— BEGIN Supplied data —

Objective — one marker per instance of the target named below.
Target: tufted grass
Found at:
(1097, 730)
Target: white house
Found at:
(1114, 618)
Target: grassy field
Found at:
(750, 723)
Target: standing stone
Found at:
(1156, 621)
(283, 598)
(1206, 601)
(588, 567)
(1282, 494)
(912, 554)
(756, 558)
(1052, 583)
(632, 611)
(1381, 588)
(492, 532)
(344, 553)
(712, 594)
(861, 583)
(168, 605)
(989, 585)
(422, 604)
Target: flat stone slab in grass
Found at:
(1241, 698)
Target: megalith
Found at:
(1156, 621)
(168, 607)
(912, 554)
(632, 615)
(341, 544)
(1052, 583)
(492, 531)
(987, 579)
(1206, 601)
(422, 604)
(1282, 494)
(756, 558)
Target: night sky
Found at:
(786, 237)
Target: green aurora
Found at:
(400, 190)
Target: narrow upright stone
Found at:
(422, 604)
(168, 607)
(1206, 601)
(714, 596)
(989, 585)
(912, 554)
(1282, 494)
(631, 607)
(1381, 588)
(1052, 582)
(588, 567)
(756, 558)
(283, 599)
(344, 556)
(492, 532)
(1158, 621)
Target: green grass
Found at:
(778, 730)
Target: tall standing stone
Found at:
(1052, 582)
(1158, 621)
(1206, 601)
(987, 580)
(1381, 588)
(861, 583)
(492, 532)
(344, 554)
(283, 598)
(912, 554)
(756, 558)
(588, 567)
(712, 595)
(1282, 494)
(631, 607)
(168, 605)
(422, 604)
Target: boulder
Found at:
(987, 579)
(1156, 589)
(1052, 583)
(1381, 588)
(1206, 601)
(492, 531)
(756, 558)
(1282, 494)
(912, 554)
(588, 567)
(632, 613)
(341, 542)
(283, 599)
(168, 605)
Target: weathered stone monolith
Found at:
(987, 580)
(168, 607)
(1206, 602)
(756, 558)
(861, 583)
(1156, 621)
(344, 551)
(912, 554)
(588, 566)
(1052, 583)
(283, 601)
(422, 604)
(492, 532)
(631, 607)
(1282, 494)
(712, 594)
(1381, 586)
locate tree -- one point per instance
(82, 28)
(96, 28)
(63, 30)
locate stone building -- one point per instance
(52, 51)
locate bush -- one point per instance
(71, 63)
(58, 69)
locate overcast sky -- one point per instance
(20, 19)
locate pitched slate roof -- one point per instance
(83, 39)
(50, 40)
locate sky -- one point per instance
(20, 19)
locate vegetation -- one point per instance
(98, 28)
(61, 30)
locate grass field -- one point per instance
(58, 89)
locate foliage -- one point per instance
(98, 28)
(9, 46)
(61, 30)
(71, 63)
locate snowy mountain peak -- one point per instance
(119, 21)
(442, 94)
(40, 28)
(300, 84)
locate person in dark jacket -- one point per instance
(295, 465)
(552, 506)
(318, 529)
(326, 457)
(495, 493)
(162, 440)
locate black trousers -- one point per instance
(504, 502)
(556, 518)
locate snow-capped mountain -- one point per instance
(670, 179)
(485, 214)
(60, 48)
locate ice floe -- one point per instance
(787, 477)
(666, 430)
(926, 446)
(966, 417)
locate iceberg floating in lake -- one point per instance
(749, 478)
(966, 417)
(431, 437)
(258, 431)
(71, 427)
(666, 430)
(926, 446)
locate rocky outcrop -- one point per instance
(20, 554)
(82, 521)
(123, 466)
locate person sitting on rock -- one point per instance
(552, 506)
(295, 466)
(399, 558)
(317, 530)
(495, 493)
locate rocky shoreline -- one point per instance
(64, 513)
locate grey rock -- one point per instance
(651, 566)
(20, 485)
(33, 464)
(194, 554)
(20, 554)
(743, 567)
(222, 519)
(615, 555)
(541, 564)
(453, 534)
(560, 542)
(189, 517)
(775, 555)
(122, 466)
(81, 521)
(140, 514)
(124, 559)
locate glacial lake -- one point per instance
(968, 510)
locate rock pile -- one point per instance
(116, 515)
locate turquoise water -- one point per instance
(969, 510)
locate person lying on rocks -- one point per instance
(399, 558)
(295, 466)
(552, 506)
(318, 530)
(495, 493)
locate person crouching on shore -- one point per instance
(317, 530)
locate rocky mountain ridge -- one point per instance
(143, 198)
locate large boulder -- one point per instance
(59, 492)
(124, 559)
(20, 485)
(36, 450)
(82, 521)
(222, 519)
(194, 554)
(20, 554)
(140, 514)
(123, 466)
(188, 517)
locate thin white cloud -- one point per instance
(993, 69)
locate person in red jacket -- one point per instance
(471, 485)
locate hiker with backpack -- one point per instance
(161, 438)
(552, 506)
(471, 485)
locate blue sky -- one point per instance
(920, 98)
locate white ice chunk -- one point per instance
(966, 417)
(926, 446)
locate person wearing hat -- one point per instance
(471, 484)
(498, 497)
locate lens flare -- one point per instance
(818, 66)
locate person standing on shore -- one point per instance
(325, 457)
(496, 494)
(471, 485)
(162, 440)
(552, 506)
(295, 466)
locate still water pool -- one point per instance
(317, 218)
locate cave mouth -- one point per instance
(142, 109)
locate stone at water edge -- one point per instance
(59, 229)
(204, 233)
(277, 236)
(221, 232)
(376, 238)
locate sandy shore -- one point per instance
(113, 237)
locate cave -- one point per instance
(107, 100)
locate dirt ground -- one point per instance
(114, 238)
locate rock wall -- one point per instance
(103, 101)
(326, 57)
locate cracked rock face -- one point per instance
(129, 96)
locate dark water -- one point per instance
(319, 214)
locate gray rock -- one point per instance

— END Supplied data —

[What the task requires]:
All of the entries must be written out exactly as they stand.

[Final result]:
Objective — one marker per instance of the target named below.
Target: tufted grass
Found at:
(1097, 730)
Target: white house
Found at:
(1114, 618)
Target: grassy field
Found at:
(750, 723)
Target: standing stone
Found at:
(1156, 621)
(283, 598)
(1206, 601)
(588, 567)
(1282, 494)
(912, 554)
(756, 558)
(1052, 583)
(632, 611)
(1381, 588)
(492, 532)
(344, 553)
(712, 594)
(861, 583)
(168, 605)
(989, 585)
(422, 604)
Target: flat stone slab in grass
Found at:
(1241, 698)
Target: megalith
Found at:
(1156, 621)
(168, 607)
(912, 554)
(632, 615)
(341, 544)
(1052, 583)
(492, 531)
(987, 579)
(1206, 601)
(422, 604)
(1282, 494)
(756, 558)
Target: night sky
Found at:
(786, 237)
Target: green aurora
Found at:
(400, 190)
Target: narrow upright stone
Found at:
(422, 604)
(168, 607)
(1206, 601)
(714, 596)
(989, 585)
(912, 554)
(1282, 494)
(631, 607)
(1381, 588)
(1052, 582)
(588, 567)
(756, 558)
(283, 599)
(344, 556)
(492, 532)
(1158, 621)
Target: green grass
Found at:
(778, 730)
Target: tall standing stone
Found at:
(1052, 582)
(1158, 621)
(1206, 601)
(987, 580)
(1381, 588)
(861, 583)
(492, 532)
(344, 554)
(283, 598)
(912, 554)
(756, 558)
(588, 567)
(712, 595)
(1282, 494)
(631, 607)
(168, 605)
(422, 604)
Target: boulder
Found at:
(987, 579)
(1156, 589)
(1052, 583)
(1381, 588)
(1206, 601)
(492, 531)
(756, 558)
(1282, 494)
(912, 554)
(588, 567)
(632, 613)
(341, 542)
(283, 599)
(168, 605)
Target: weathered stone monolith
Found at:
(987, 580)
(168, 607)
(1206, 602)
(756, 558)
(861, 583)
(1156, 621)
(344, 551)
(912, 554)
(588, 566)
(1052, 583)
(283, 601)
(422, 604)
(492, 532)
(631, 607)
(1282, 494)
(712, 594)
(1381, 586)
locate tree -- one point per instance
(82, 28)
(96, 28)
(63, 30)
locate stone building -- one point per instance
(52, 51)
locate bush -- one point per instance
(71, 63)
(58, 69)
locate overcast sky -- one point per instance
(20, 19)
locate pitched slate roof -- one point per instance
(83, 39)
(50, 40)
locate sky -- one point per instance
(20, 19)
locate vegetation -- one point per instance
(98, 28)
(61, 30)
locate grass field -- one point per instance
(58, 89)
locate foliage -- one point per instance
(98, 28)
(9, 46)
(61, 30)
(71, 63)
locate snowy mountain peak -- one point per instance
(119, 21)
(442, 94)
(40, 28)
(300, 84)
locate person in dark jacket -- one point per instance
(295, 465)
(552, 506)
(318, 529)
(326, 457)
(495, 493)
(162, 440)
locate black trousers -- one point per instance
(504, 502)
(556, 518)
locate snow-capped mountain -- one point per instance
(670, 179)
(485, 214)
(60, 48)
locate ice floe -- one point per instance
(787, 477)
(666, 430)
(926, 446)
(966, 417)
locate iceberg floating in lake -- one point per instance
(749, 478)
(966, 417)
(431, 437)
(258, 431)
(71, 427)
(666, 430)
(926, 446)
locate rocky outcrop -- one point per instance
(20, 554)
(82, 521)
(123, 466)
locate person sitting on rock -- one point per instance
(552, 506)
(295, 466)
(399, 558)
(317, 530)
(495, 493)
locate rocky shoreline -- one point per instance
(64, 513)
locate grey rock -- one point per instance
(651, 566)
(20, 485)
(33, 464)
(194, 554)
(20, 554)
(743, 567)
(222, 519)
(615, 555)
(541, 564)
(453, 534)
(560, 542)
(189, 517)
(775, 555)
(122, 466)
(81, 521)
(140, 514)
(124, 559)
locate glacial lake -- one point per instance
(968, 510)
locate rock pile -- one point per instance
(116, 515)
locate turquoise water -- one point per instance
(969, 510)
locate person lying on rocks -- one point per instance
(399, 558)
(295, 466)
(552, 506)
(318, 530)
(495, 493)
locate person crouching on shore -- one point per instance
(317, 530)
locate rocky mountain ridge -- one point per instance
(143, 198)
locate large boulder -- one point per instance
(59, 492)
(124, 559)
(20, 485)
(36, 450)
(82, 521)
(222, 519)
(194, 554)
(20, 554)
(140, 514)
(123, 466)
(188, 517)
locate thin white cloud -- one point per instance
(993, 69)
locate person in red jacket -- one point per instance
(471, 485)
locate hiker with backpack -- one point per instance
(161, 438)
(552, 506)
(471, 485)
locate blue sky -- one point per instance
(920, 98)
locate white ice chunk -- one point per instance
(966, 417)
(926, 446)
locate person wearing hat -- one point per instance
(471, 484)
(498, 497)
locate lens flare -- one point per instance
(818, 66)
locate person standing on shore -- one point per instance
(325, 457)
(496, 494)
(471, 485)
(162, 440)
(552, 506)
(295, 466)
locate still water pool -- one point per instance
(317, 218)
locate cave mouth -- one point per instance
(142, 109)
locate stone at water edge -- one point per instance
(59, 229)
(204, 233)
(277, 236)
(221, 232)
(376, 238)
locate sandy shore -- one point per instance
(113, 237)
locate cave -- one point per instance
(107, 100)
locate dirt ground -- one point per instance
(114, 238)
locate rock wall -- one point per instance
(103, 101)
(326, 57)
locate cracked rock face -- one point per instance
(129, 96)
locate dark water -- one point per instance
(319, 214)
locate gray rock -- one point per instance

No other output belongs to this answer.